* PASSAGE
○ ○ ○
4. On the second version of The Plague, 1942-1944
The influence of exile, separation, and occupation, on the plague symbol
The first major turning point in the composition of The Plague came in late 1942. In August, Camus and Francine left Algeria to visit regional France, staying at the small hamlet of Le Panelier, near Chambon-sur-Lignon, about 40 miles from Saint-Etienne. In October, Francine returned to Oran, to resume her teaching, while the plan was for Camus to follow soon after. He already had a steamer booked to return to Algeria. But then, on November 7, the Allied forces landed in North Africa, and on November 11 the Germans in France responded by closing the French borders, extinguishing the free-zone. Camus was now exiled from Algeria in France, separated from his wife and her family in Oran, as well as from his own family in Algiers.
‘Caught like rats!’ he confided to his notebook that day.
Only after this moment did Camus begin seriously to consider how the war could be refracted through the symbol of the plague, and thereby incorporated into his work-in-progress. His notebook contains a list of references from the Old Testament of the Bible, where each verse conflates ‘pestilence’ with ‘the sword’, plague and war. He published a brief text in early 1943 describing his initial feelings of exile, “Les Exilés dans la peste”, in which the Germans are rats and Nazism is plague. These correspondences are only inferred in the text, however, and in this way the text survived the Nazi censors. A lesson Camus had learned from the excision of the Kafka section from Sisyphus: ideologues lack imagination, and so they struggle with metaphor, reading such images literally. Even here, however, these correspondences are not so narrowly settled in Camus’ imagination. A short time earlier, on the day of the Allied landing, it was the non-Germans, such as himself, which he had described as rats. The image of the plague is shown here to be oppressive, while only a year or two earlier he wrote about the plague as being liberating, an adventure. The point is not that Camus was now choosing one meaning over another, but he was retaining both, and opening up the image to its general ambiguity.
○ ○ ○
* TASKS
(a) Rewrite the paragraph of the passage on The Plague that begins "The first major turning point" more briefly, keeping its main facts.
(b) In the passage on The Plague, starting at "4. On the second" and ending at "family in Algiers.", give the text again, substituting "ship" for "steamer".
○ ○ ○
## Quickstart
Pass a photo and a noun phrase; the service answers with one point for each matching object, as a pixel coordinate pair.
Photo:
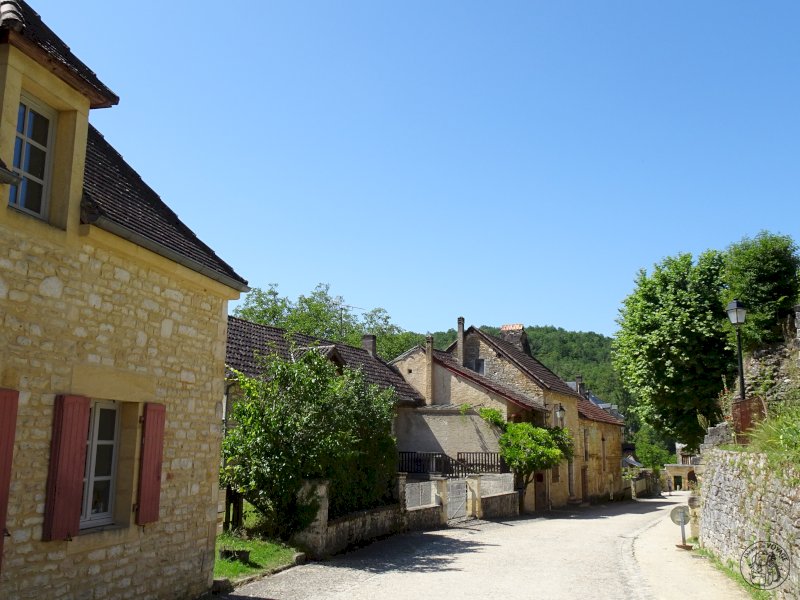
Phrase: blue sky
(508, 161)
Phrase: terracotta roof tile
(246, 341)
(113, 190)
(448, 360)
(18, 16)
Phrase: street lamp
(737, 314)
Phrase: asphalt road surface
(620, 551)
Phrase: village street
(621, 551)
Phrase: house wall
(84, 312)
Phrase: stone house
(523, 389)
(112, 349)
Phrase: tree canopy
(762, 273)
(322, 315)
(671, 349)
(304, 420)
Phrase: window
(585, 444)
(102, 447)
(32, 156)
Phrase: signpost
(680, 516)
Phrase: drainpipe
(429, 370)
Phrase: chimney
(515, 334)
(460, 342)
(369, 343)
(580, 387)
(429, 370)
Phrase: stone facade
(88, 314)
(744, 501)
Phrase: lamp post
(560, 412)
(737, 314)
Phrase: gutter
(160, 249)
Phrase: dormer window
(32, 156)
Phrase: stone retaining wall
(743, 502)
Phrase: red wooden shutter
(62, 511)
(8, 423)
(150, 468)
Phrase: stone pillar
(474, 507)
(572, 499)
(313, 539)
(441, 490)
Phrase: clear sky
(504, 161)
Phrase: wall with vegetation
(744, 501)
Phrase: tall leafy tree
(322, 315)
(671, 350)
(303, 420)
(762, 272)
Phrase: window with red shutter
(8, 422)
(62, 513)
(150, 468)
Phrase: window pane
(34, 161)
(31, 195)
(103, 460)
(107, 423)
(101, 495)
(38, 127)
(21, 118)
(18, 153)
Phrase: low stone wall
(426, 518)
(500, 506)
(744, 502)
(361, 527)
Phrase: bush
(303, 420)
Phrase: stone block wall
(743, 502)
(94, 315)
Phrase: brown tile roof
(246, 341)
(116, 198)
(589, 410)
(529, 365)
(449, 362)
(18, 19)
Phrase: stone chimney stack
(580, 386)
(460, 342)
(429, 370)
(515, 334)
(370, 343)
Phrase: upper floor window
(33, 146)
(100, 469)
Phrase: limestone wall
(91, 314)
(743, 502)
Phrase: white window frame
(31, 103)
(89, 519)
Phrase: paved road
(620, 551)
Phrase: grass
(732, 571)
(265, 555)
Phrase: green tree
(527, 449)
(322, 315)
(671, 350)
(304, 420)
(762, 272)
(651, 450)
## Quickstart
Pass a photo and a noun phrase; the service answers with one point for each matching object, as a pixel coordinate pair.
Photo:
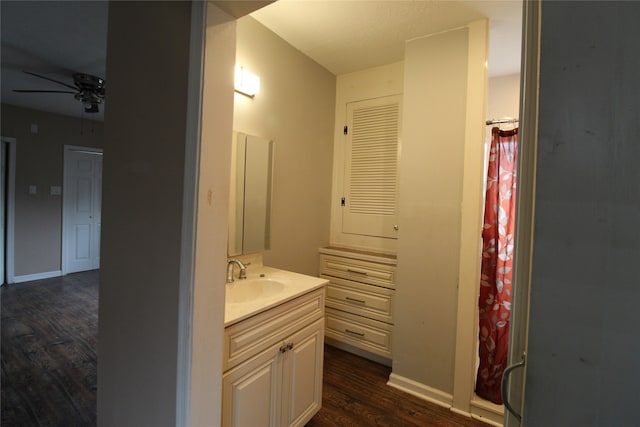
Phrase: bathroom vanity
(273, 349)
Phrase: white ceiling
(55, 39)
(346, 36)
(58, 38)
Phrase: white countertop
(295, 284)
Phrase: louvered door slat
(372, 167)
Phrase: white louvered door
(371, 167)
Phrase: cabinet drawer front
(366, 334)
(360, 271)
(365, 302)
(252, 335)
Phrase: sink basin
(252, 289)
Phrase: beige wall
(504, 96)
(295, 109)
(39, 162)
(144, 156)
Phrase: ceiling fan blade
(50, 79)
(42, 91)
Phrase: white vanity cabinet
(273, 365)
(359, 302)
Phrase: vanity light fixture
(246, 83)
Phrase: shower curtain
(497, 263)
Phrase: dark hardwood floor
(355, 393)
(48, 346)
(49, 336)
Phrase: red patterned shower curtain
(497, 263)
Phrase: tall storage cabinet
(359, 301)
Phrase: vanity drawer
(358, 270)
(251, 336)
(367, 334)
(369, 301)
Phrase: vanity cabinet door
(302, 396)
(251, 391)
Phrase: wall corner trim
(420, 390)
(37, 276)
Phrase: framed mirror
(250, 196)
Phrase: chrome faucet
(243, 270)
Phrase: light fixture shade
(246, 83)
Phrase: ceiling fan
(87, 89)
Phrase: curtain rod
(499, 121)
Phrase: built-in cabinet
(273, 365)
(359, 301)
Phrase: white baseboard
(420, 390)
(487, 412)
(37, 276)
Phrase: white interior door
(82, 195)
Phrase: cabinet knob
(286, 347)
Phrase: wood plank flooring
(48, 345)
(355, 393)
(49, 331)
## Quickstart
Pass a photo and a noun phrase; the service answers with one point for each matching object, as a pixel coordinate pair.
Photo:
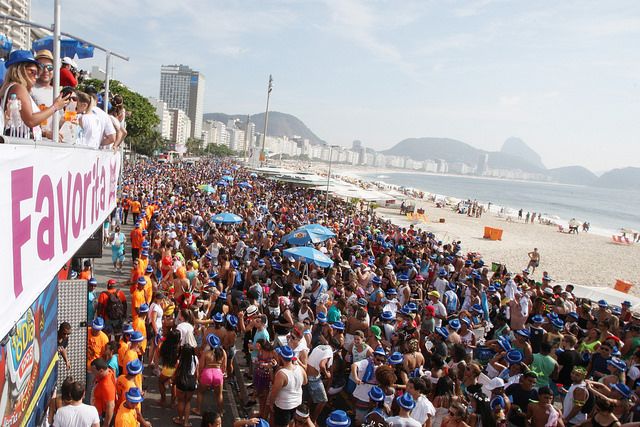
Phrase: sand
(585, 258)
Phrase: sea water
(607, 210)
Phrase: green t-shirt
(543, 366)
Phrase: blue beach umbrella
(308, 255)
(227, 218)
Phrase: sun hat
(406, 401)
(376, 394)
(285, 352)
(20, 56)
(213, 340)
(623, 389)
(617, 363)
(97, 324)
(495, 383)
(134, 395)
(134, 367)
(396, 358)
(338, 418)
(136, 336)
(513, 357)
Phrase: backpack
(115, 308)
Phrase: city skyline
(562, 77)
○ ○ ○
* THE SOLUTIONS
(a) Late 1942 brought the first major turning point in the writing of The Plague. In August, Camus and Francine left Algeria for Le Panelier, near Chambon-sur-Lignon, about 40 miles from Saint-Etienne. In October, Francine went back to Oran to teach, and Camus planned to follow on a steamer he had already booked. The Allies then landed in North Africa on November 7, and on November 11 the Germans closed the French borders and ended the free zone. Camus was left exiled in France, cut off from his wife and her family in Oran and from his own family in Algiers.

(b)
4. On the second version of The Plague, 1942-1944
The influence of exile, separation, and occupation, on the plague symbol
The first major turning point in the composition of The Plague came in late 1942. In August, Camus and Francine left Algeria to visit regional France, staying at the small hamlet of Le Panelier, near Chambon-sur-Lignon, about 40 miles from Saint-Etienne. In October, Francine returned to Oran, to resume her teaching, while the plan was for Camus to follow soon after. He already had a ship booked to return to Algeria. But then, on November 7, the Allied forces landed in North Africa, and on November 11 the Germans in France responded by closing the French borders, extinguishing the free-zone. Camus was now exiled from Algeria in France, separated from his wife and her family in Oran, as well as from his own family in Algiers.